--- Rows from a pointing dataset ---
· · · · ·
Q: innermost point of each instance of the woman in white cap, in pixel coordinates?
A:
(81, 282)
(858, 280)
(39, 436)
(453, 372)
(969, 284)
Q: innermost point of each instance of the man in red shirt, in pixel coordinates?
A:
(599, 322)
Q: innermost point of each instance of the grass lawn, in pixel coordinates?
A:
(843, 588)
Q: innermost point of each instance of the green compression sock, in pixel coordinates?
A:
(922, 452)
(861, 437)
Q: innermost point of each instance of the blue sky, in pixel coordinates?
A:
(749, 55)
· · · · ·
--- What the exercise asks ---
Edit the lines above so that every "innermost point" reads "center point", keeping everything else the same.

--- Solved exercise ---
Q: center point of each instance of the woman in white cap, in pixel coordinates?
A:
(81, 282)
(858, 280)
(39, 436)
(453, 372)
(969, 284)
Q: center point of each instance of the man in red shirt, in pixel coordinates?
A:
(599, 322)
Q: center point of each instance of the grass lawn, in pixel coordinates?
A:
(843, 588)
Q: center point of each instance of the green compression sock, in pixel coordinates?
A:
(922, 452)
(861, 437)
Q: center point of each instance of the blue sky, in pixel coordinates?
A:
(749, 55)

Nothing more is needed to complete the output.